▶ **REQUIRED WORK**:
A verbatim copy of the full data, with no pictures, is the expected answer.

#####

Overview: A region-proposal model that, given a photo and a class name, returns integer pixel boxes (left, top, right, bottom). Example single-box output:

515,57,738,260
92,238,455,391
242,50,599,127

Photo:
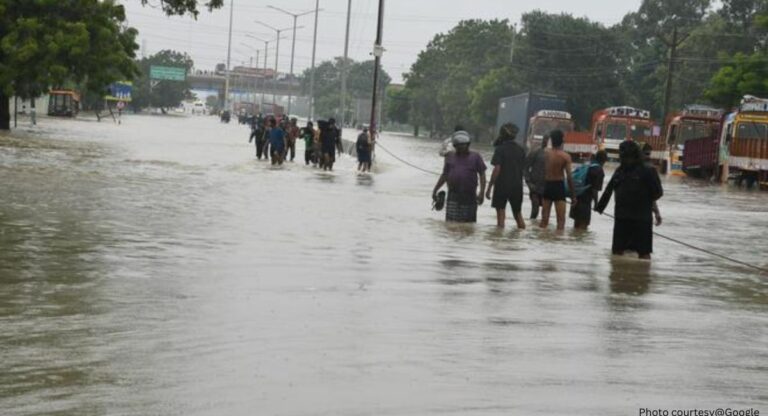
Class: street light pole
224,0,234,112
255,21,294,112
341,0,352,128
267,6,314,118
309,0,320,121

#####

▶ **ANSWER BELOW**:
Overview: A region-proposal model that, given a photo and a class name, returns integer pixel boxes (left, top, right, bottom). Example single-box output:

515,57,738,260
92,238,455,391
242,50,599,127

Photo:
Class: street light pole
224,0,234,112
255,21,294,112
341,0,352,128
267,6,314,118
309,0,320,121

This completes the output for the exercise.